INSTRUCTION A:
How many lines in the rows below contain the string "kitchen"? Reply with the number only.

TEXT TO READ:

Like Law Prof. Freedman observed,
"In approaching Suspension Clause issues, the Court, like scholars, proceeds on the assumption that the Clause originally protected only federal, not state, prisoners.... The origin of the mistake is that, according to dicta inserted by Chief Justice John Marshall into Ex parte Bollman, Section 14 of the Judiciary Act of 1789 withheld from state prisoners access to the federal writ of habeas corpus to test the legality of their confinements. Since it is implausible that the First Judiciary Act violated the Clause, acceptance of Marshall's reading of the statute has stood as conclusive evidence for the proposition that state prisoners' habeas corpus rights were not originally protected by the Constitution."
Freedman notes, "Marshall's suggestion -- sheer dictum in the case at hand and unsupported by any authority -- that Congress could suspend the writ by doing nothing at all certainly would have come as a shock to all of the debaters over the Suspension Clause." He also refers to other sections of the decision, "[T]he heart of the Ex parte Bollman opinion for present purposes is not its holding, but rather its pronouncement that the proviso in clause of Section 14 (the limitation on granting the writ to those in state custody) 'extends to the whole section,' that is, restricts the exercise of power both by courts and by their individual judges. This statement is arrant dictum -- since the case at hand involved federal, not state, prisoners and, indeed, ones who secured their release after full judicial investigation into the justification for their confinement."
So although Bollman maybe a habeas case, it is not now, nor ever was, a case about what body might suspend the writ. Whatever you believe you have gleaned from Bollman remains, at best "arrant dictum," and at worst, illusionary.
No. I meant exactly what I said. The larger whole of the founders AS WELL AS those at the convention were in full agreement that the clause applied to Congress as evidenced by the fact that not a single one of them suggested anything otherwise. For further evidence of this you may see the list of quotes I provided some time ago which NC reposted here. It contains statements from both constitutional convention delegates and non-delegates who were prominent founders, such as Jefferson.
In any case, the Framers were not unanimous in their views on the Suspension Clause and its placement in the Constitution.
Then cite me one single framer of the constitution or even one single figure from the entire founding era for that matter who believed that the habeas corpus clause applied to somebody other than Congress. Please note that I will treat you silence on this matter as a concession that you do not have anything.
As you have previously noted, Jefferson, a Founding Father but not a Framer, was initially dubious about the need for the "Suspension Clause."

INSTRUCTION B:
Continue the debate over the Suspension Clause and Ex parte Bollman from the point where it stops.

ENTRIES:
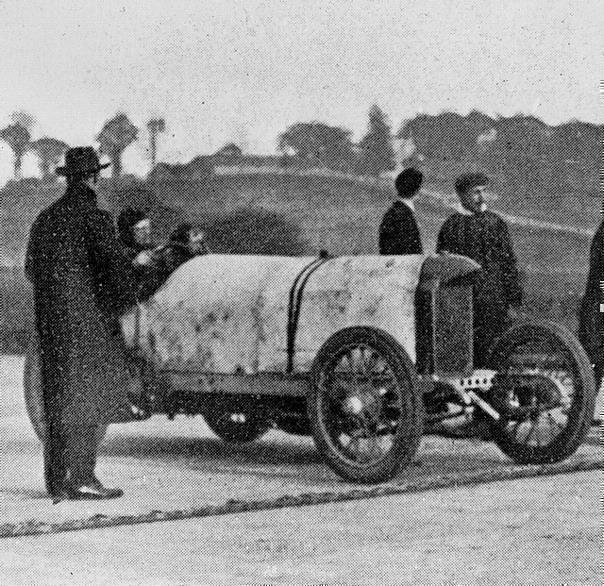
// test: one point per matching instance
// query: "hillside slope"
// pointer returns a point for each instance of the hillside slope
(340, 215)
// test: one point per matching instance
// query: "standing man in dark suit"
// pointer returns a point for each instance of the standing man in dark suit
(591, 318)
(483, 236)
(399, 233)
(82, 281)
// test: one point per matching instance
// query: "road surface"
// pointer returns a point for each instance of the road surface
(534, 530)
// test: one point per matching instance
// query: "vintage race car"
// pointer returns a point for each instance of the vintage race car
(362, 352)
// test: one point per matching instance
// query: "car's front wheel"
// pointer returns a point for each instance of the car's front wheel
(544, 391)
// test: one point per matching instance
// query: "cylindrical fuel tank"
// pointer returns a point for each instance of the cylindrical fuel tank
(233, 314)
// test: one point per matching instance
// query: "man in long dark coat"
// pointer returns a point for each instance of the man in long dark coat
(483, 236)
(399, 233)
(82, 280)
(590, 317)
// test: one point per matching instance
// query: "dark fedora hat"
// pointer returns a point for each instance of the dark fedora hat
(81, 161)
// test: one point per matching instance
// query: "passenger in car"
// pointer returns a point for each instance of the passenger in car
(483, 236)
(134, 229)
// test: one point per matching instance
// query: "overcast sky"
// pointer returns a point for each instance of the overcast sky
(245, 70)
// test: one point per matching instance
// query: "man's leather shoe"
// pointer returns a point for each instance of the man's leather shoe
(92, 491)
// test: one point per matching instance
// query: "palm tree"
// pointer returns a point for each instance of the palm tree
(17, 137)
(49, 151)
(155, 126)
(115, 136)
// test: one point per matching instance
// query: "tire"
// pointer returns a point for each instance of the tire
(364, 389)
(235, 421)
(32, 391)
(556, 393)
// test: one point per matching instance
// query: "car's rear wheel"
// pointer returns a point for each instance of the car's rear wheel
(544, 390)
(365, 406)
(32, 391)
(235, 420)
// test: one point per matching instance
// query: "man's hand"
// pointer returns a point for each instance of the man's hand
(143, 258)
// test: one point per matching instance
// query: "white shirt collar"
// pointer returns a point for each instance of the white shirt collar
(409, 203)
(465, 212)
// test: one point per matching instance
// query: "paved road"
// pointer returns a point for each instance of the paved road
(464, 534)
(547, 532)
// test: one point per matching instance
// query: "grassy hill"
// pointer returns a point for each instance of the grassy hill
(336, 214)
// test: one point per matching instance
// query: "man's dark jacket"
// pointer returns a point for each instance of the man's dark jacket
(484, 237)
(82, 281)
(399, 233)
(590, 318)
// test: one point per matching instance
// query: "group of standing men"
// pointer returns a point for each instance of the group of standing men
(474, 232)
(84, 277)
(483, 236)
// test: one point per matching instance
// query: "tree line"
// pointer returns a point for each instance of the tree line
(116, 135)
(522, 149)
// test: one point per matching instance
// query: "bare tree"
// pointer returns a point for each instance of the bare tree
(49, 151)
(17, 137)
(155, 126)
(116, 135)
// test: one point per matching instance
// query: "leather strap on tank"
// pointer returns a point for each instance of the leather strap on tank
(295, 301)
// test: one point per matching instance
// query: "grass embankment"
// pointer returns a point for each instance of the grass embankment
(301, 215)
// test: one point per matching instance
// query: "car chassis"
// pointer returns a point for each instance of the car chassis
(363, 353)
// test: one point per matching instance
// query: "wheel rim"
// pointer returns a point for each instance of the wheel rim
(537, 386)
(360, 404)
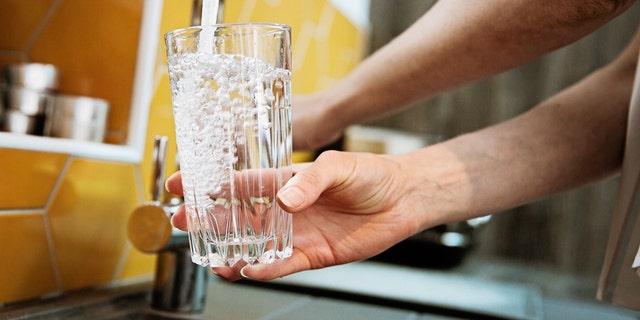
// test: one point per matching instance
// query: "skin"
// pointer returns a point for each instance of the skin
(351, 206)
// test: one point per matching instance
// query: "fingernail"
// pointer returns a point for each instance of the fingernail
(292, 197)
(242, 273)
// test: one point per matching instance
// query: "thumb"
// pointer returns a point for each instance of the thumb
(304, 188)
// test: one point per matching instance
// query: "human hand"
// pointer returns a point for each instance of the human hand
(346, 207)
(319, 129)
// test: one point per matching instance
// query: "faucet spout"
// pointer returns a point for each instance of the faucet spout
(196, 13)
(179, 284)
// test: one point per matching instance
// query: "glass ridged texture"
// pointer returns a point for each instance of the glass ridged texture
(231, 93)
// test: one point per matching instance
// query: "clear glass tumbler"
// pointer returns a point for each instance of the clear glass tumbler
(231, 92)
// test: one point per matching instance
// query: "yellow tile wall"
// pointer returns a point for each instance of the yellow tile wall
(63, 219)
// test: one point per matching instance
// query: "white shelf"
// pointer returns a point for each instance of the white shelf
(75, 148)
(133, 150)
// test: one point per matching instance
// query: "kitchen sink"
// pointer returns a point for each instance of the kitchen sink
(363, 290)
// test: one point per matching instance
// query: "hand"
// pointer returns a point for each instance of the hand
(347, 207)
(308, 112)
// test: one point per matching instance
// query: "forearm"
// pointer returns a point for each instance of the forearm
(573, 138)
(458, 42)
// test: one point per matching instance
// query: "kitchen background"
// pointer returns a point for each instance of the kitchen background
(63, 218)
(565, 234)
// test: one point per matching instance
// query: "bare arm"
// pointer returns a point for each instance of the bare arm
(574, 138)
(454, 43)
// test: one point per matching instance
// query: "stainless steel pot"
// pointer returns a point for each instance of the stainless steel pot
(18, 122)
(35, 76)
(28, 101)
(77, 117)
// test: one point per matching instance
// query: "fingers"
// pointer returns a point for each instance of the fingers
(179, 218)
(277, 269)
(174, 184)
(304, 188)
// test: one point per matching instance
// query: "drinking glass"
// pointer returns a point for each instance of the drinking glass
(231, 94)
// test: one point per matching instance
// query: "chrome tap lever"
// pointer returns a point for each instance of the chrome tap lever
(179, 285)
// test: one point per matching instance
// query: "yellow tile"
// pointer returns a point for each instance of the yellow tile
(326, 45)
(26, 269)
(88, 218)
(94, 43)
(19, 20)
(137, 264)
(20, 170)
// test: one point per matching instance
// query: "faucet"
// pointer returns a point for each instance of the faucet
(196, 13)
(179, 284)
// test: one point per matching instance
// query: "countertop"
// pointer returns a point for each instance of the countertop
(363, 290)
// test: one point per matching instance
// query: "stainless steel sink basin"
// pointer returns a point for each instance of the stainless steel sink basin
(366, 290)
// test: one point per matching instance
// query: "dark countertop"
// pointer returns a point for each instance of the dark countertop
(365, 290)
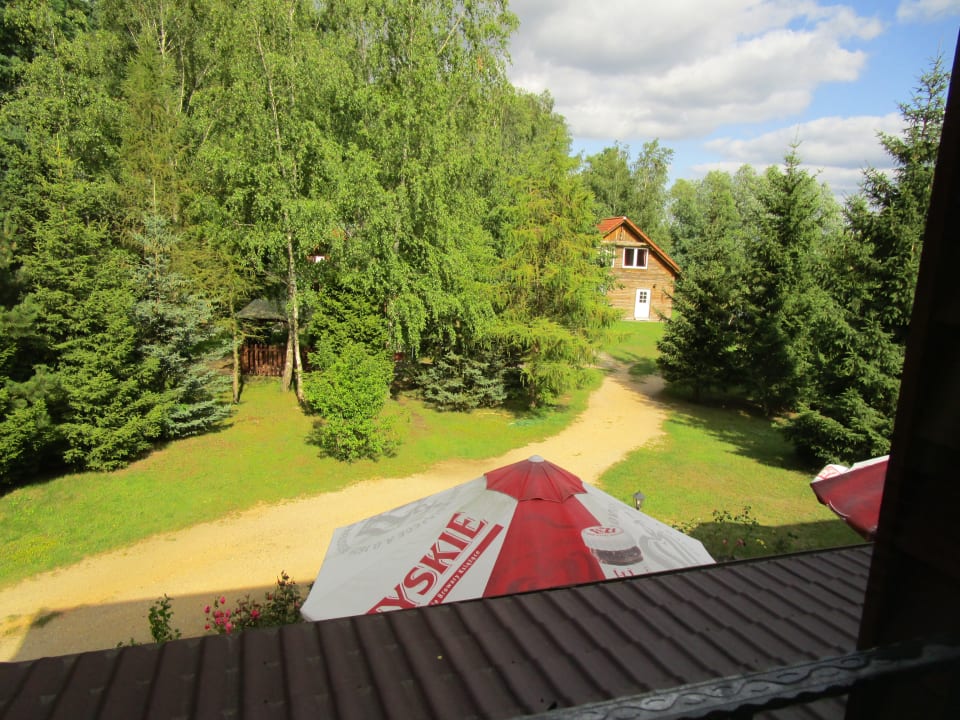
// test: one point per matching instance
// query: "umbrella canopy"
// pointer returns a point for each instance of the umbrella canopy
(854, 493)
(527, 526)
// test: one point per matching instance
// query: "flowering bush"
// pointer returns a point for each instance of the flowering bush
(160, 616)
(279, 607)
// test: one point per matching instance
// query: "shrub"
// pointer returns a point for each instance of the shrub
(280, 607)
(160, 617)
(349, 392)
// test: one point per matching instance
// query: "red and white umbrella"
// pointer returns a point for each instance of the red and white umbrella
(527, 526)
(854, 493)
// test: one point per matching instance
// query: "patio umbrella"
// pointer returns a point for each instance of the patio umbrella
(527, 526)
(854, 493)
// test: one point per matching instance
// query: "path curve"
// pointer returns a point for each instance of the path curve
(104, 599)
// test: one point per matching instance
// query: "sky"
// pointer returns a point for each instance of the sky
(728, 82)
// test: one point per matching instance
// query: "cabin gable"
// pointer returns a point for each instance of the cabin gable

EXERCISE ANSWER A:
4

EXERCISE ANSWER B:
He doubted its need, but, as I said of all the founders and as I reiterate, he did not have any doubt whatsoever that its placement in the constitution applied to Congress (see his autobiography for this).
(2) Hamdi v Rumsfeld and Ex parte Bollman & Swartwout, as I demonstrated in my prior post, were not precedent-setting cases with regard to who might act to suspend the privilege of the writ of habeas corpus.
You demonstrated nothing of the sort. Rather, you made a gratuitous and unfounded claim to the effect that both were items of obiter dictum. As I noted once again, and as you apparently have neglected to address for want of an ability to counter the inescapable, the Bollman passage on Congress' power of the writ is the concept upon which the entire case was settled and the Hamdi passage, which I also quoted, was one of the main issues decided in that case.
(3) That "only Congress may suspend the writ" is not demonstrated by the verbiage of the "Suspension Clause" itself: Article I, Section 9, Clause 2: "The privilege of the Writ of Habeas Corpus shall not be suspended, unless when in Cases of Rebellion or Invasion, the public Safety may require it." Had an exclusive congressional power been mandated, the clause may have read, "The privilege of the Writ of Habeas Corpus shall not be suspended by Congress ..." But it doesn't say that, implicitly leaving open other options.
Bullsh*t. Article I, Section 1 already covers its application: "All legislative Powers herein granted," as in those found in Article I, "shall be vested in a Congress of the United States, which shall consist of a Senate and House of Representatives." To have repeated this would have been redundant. As for your claim of implicit openness, such logic is specious. Applying the same approach, one could similarly conclude the same about the next clause after habeas corpus, "No Bill of Attainder or ex post facto Law shall be passed," or the one after it (which is now partially repealed, sad to say), "No Capitation, or other direct, Tax shall be laid, unless in Proportion to the Census or Enumeration herein before directed to be taken," which would be an absurdity for the obvious reason that the items they contain are all of a legislative nature.
(4) Because the clause finally ended up in Section I, it is a textural interpretation that the power to suspend resides exclusively with the Congress.
Again, you are simply incorrect. The ONLY way one could ever reach that conclusion is to willfully ignore Article I, Section 1, which states in the plainest of English that the powers in Article I are to be given to Congress. You seem overly enthusiastic to pursue that route of willful ignorance, thus raising the question of your judicial philosophy which, based upon your approach found here, seems not unlike the loose constructionism espoused by the late Jacobin Justice Brennan or, nowadays, Justice Ginsburg.
Clause 6 in Section 9 applies to both the Congress and the President.
Clause 6 reads "No Preference shall be given by any Regulation of Commerce or Revenue to the Ports of one State over those of another: nor shall Vessels bound to, or from, one State, be obliged to enter, clear, or pay Duties in another." That is a restriction upon legislative jurisdiction. That the executive may enforce, espouse, and enact policies to that end is as incidental to the clause as is his role in the budget process - that is to say, though it is substantial, NOBODY denies that the constitution gives the specific power of the budget to Congress.
In fact, the writing of Regulations has been traditionally an Executive Branch function.
That tradition is a ceded power to the bureaucracy and almost always walks along a thin line of constitutionality. Nevertheless, nobody doubts that in a showdown between the bureaucracy and Congress over a regulatory matter that Congress' will reigns supreme.
Furthermore, Section 10, Clause 1, in Article I, has nothing to do with Congress
Not so. The purpose of that clause is to protect the exclusive jurisdiction of Congress in certain powers granted to it in Section 8.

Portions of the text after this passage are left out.